Activity ->
Set down exactly each line of the entries below, beginning at the one that contains "Mark the blurred" and ending at the last, and no others.

━━ Data extracts

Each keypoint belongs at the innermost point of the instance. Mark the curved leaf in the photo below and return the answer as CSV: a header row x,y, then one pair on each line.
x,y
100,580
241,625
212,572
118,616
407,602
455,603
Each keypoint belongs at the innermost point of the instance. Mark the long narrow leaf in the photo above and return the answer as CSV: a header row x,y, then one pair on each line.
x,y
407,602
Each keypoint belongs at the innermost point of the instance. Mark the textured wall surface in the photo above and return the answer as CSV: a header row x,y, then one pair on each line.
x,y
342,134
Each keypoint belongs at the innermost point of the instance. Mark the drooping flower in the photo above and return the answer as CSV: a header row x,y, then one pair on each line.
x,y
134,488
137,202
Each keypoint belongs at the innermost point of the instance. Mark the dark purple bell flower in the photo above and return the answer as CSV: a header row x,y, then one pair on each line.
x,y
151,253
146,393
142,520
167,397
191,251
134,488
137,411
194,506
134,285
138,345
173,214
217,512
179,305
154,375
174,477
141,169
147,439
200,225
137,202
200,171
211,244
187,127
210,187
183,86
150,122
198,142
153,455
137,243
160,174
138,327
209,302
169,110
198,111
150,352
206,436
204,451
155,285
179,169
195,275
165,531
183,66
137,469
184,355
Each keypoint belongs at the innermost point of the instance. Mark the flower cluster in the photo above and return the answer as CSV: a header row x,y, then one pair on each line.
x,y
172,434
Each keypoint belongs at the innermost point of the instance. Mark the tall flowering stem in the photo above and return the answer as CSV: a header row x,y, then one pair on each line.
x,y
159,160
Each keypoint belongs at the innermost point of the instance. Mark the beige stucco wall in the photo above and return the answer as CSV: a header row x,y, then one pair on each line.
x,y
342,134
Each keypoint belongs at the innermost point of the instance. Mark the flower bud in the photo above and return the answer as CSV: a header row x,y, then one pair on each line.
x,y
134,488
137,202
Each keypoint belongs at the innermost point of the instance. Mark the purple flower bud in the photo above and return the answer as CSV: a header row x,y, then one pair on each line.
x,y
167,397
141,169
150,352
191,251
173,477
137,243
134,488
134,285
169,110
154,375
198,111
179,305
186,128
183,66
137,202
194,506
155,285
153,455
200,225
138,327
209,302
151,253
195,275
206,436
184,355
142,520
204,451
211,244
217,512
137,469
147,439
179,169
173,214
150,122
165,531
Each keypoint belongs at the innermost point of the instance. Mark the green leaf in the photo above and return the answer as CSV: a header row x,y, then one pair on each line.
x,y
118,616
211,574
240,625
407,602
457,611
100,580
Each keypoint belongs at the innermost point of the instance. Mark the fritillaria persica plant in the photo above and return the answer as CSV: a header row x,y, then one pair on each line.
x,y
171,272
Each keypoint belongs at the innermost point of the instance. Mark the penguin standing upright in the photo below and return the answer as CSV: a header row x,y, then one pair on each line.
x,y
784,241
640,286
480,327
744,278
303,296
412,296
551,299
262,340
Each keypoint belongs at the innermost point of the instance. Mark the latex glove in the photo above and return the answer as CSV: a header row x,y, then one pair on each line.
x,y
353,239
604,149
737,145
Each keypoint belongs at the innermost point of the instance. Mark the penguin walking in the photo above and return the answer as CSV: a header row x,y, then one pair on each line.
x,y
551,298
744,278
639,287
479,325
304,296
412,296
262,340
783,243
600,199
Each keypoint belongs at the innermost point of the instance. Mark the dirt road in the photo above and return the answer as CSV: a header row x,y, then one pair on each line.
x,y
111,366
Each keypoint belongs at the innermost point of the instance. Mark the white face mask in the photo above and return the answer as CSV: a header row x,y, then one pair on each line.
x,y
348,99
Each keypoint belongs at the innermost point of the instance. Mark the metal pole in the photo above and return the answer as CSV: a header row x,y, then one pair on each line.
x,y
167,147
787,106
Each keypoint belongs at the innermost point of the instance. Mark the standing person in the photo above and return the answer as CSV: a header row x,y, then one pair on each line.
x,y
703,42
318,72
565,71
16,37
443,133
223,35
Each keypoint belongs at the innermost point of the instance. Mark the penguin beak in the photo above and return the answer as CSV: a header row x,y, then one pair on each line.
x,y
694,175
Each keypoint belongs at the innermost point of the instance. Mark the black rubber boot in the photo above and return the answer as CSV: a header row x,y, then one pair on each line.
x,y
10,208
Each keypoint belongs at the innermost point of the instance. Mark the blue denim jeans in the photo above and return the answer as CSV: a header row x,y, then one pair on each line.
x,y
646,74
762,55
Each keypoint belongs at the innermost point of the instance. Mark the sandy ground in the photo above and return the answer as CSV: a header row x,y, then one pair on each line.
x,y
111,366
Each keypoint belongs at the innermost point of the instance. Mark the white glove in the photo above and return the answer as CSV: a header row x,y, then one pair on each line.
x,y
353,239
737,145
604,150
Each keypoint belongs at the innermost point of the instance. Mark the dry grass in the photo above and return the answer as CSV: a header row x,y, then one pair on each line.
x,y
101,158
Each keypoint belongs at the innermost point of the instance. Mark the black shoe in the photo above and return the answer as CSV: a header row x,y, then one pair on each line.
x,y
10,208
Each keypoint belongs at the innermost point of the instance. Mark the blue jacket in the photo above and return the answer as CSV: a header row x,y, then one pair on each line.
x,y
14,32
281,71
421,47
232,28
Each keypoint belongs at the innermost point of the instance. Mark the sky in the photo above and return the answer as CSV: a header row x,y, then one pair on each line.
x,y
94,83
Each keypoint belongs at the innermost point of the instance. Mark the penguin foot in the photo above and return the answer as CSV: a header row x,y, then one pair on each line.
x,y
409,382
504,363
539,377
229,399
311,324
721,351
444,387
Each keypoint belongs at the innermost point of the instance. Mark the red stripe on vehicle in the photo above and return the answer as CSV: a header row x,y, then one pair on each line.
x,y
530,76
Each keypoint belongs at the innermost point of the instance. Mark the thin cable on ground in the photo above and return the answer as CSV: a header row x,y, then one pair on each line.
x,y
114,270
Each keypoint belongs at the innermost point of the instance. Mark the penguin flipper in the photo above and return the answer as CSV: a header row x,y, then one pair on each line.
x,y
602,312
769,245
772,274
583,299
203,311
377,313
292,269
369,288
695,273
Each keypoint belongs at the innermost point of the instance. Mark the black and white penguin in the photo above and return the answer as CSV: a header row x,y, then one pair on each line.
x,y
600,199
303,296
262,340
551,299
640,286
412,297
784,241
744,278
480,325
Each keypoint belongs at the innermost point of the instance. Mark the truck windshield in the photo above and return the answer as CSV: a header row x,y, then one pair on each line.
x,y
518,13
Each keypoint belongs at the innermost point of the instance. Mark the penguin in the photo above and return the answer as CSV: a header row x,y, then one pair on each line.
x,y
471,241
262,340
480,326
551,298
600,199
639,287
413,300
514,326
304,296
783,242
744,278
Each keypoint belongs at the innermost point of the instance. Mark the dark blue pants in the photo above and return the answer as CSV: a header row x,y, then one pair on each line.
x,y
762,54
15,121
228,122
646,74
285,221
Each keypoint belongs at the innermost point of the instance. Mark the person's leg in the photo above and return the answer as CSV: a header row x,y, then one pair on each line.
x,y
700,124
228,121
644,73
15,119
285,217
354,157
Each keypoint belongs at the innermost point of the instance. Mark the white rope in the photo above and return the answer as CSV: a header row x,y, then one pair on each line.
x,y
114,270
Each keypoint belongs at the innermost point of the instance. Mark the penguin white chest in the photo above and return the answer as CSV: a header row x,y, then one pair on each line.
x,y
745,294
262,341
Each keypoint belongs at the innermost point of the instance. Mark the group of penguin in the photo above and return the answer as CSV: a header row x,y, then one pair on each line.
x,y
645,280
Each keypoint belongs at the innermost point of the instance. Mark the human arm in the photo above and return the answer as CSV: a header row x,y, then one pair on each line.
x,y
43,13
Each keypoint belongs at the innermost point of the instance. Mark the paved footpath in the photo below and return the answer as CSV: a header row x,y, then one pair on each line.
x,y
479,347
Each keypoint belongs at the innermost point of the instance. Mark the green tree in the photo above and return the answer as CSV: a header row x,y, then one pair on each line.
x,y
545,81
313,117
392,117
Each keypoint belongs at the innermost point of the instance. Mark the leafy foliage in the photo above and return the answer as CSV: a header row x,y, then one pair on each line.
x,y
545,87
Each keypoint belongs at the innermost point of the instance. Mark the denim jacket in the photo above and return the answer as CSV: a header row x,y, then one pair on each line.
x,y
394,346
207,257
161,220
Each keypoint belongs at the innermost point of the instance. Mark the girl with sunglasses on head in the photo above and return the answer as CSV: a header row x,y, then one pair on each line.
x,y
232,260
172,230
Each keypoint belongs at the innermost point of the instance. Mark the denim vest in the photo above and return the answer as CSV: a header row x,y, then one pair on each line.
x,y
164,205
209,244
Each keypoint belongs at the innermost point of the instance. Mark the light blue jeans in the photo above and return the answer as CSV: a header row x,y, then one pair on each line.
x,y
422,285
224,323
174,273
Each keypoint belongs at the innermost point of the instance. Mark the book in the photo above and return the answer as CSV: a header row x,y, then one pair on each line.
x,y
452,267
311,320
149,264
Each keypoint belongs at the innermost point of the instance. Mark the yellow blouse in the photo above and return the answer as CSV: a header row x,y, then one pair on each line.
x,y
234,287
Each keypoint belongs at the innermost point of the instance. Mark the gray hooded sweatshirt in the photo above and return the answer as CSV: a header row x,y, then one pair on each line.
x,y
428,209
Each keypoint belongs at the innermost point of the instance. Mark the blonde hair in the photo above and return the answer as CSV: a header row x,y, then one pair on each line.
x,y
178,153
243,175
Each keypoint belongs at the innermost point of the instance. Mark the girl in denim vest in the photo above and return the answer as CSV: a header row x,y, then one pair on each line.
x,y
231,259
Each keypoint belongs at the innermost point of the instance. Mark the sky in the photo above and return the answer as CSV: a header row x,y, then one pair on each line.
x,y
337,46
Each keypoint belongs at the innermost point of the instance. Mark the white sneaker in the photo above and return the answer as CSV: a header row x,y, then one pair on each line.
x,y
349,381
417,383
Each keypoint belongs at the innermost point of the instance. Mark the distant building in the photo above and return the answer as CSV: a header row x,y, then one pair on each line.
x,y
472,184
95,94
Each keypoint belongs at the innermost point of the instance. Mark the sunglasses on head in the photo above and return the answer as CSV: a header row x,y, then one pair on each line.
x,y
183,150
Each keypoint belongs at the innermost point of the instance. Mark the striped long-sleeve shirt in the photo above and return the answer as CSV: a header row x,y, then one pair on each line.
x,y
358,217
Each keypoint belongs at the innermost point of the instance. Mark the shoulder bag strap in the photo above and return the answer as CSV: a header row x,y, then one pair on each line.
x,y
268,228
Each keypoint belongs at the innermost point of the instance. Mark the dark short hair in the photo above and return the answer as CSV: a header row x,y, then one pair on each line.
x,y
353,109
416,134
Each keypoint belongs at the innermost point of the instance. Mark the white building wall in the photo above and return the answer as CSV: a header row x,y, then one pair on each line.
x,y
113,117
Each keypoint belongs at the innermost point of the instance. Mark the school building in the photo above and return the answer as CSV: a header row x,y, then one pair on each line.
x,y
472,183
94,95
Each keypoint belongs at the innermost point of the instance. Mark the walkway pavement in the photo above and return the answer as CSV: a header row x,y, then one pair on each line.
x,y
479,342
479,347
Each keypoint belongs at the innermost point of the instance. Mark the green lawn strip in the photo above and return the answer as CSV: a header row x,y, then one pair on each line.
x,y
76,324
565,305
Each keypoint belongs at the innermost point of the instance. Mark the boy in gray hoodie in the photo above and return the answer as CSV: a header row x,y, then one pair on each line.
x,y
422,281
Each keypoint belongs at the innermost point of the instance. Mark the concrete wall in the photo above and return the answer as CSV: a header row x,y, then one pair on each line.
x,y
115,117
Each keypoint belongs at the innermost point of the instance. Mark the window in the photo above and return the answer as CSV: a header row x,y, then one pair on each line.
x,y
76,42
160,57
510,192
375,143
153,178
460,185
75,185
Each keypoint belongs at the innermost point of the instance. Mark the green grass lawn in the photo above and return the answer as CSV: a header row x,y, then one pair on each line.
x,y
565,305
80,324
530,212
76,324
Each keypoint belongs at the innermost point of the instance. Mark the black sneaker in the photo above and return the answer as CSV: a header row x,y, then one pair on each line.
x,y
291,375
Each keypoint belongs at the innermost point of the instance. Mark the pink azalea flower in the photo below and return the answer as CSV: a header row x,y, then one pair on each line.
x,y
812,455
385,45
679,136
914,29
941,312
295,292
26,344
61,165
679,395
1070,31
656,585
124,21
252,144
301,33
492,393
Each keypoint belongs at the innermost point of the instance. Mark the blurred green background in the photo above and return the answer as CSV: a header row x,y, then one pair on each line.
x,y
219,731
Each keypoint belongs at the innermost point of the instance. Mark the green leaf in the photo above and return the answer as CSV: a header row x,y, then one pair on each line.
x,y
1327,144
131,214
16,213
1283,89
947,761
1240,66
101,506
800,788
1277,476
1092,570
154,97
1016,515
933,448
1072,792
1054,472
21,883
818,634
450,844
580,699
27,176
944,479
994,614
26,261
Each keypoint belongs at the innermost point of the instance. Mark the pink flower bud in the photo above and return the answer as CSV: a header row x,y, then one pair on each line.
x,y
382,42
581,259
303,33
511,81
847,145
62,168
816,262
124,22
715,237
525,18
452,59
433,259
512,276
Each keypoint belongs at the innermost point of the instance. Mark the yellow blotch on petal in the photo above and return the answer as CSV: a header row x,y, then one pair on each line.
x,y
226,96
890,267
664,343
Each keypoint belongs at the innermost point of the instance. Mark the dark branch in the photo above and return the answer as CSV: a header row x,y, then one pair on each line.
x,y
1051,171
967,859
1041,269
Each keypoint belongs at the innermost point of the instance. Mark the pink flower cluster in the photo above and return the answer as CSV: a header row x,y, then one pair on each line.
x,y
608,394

━━━━

Exercise solution ->
Each keypoint belongs at the innermost point of the instance. Mark the blurred green background in the photo above and return the answer as CSV: a header row x,y, then one pair on each line.
x,y
219,731
Each keypoint belongs at the innermost point of the instance. Mark the green leaf in the photo above and return the answer as CSV: a header row x,y, then one pair on each line.
x,y
1327,144
131,214
16,213
1283,89
947,761
1240,66
101,506
800,788
1277,476
1092,570
154,97
1016,515
933,448
1072,792
1054,472
21,883
818,634
450,844
580,699
27,176
944,479
994,614
26,261
Each keypoint belongs at the innermost point of the instance. Mark the pink flower bud in the photo above and return the answer as CSV: a header row x,y, then one pair on each line.
x,y
382,42
581,259
303,33
511,81
847,145
62,168
816,262
124,22
715,237
525,18
452,59
433,259
512,276
Each keypoint belongs at the innermost point of the instance. Mark the yellow blotch on petal in the photo above and return the answer as CSV: a header row x,y, then one pair on each line.
x,y
226,96
890,267
664,343
Each keypoint belongs at the innermost point of the instance. Mark the dark branch in the photo above and return the answer as CSV: a header row x,y, then one pair on each line.
x,y
1051,171
967,859
1041,269
Each keypoint belongs at the innermost point of the instance. Mark the pink flower cluster in the photo above and return the answer as CSV: a header row x,y, then one pair on each line.
x,y
608,394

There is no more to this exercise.